- _取り組む作業_
- a) 本文の「私が心がけている一つは、声の」から「に出させてもらった時でした。」までのすべてを、一字一句そのまま書き写してください。
- b) 次の(i)〜(iii)は本文の内容と合っていますか。それぞれ「はい」か「いいえ」で答え、判断の決め手となる本文の語句をそのまま引用してください。
(i) 今日は梅雨の中休みで、蒸し暑い日である。
(ii) 都道府県間の移動は解禁された。
(iii) 声のトーンを高くせずゆっくり話すことの大切さを知ったのは、ラジオやテレビに出た時である。

- _本文_
# # # # #

梅雨の中休みで、今日はそれほど暑くもなく爽やかな日です。こんな日は気晴らしで散歩もいいかもしれませんね。ようやく都道府県間の移動も解禁され、少しずつ少しずつではありますが以前の生活に戻ってきています。
なんの心配もなく、楽しく生活できる日が来るのが楽しみです。そのためにも私たちは、うがいや手洗いなどの基本的な感染対策はしていかなければなりませんね。
今日は、患者さんに不安を与えないために心がけていることを少しお話しようと思います。
私が心がけている一つは、声のトーンは高くなく、そして本当にゆっくり患者さんにお話することです。
声のトーンが高く、そして早口でしゃべると、そのことだけでも患者さんはとても不安になると思います。そして私が伝えたいことが全く伝わらなくなってしまいます。この声のトーンを高くせずゆっくりしゃべることの大切さを知ったのは、ラジオやテレビに出させてもらった時でした。

# # # # #

- _利用できるデータ_
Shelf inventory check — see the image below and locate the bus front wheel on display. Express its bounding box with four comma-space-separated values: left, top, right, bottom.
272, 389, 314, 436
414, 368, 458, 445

# # # # #

- _各課題の解答_
- a)
私が心がけている一つは、声のトーンは高くなく、そして本当にゆっくり患者さんにお話することです。
声のトーンが高く、そして早口でしゃべると、そのことだけでも患者さんはとても不安になると思います。そして私が伝えたいことが全く伝わらなくなってしまいます。この声のトーンを高くせずゆっくりしゃべることの大切さを知ったのは、ラジオやテレビに出させてもらった時でした。

- b)
(i) いいえ:「今日はそれほど暑くもなく爽やかな日です」
(ii) はい:「ようやく都道府県間の移動も解禁され」
(iii) はい:「この声のトーンを高くせずゆっくりしゃべることの大切さを知ったのは、ラジオやテレビに出させてもらった時でした」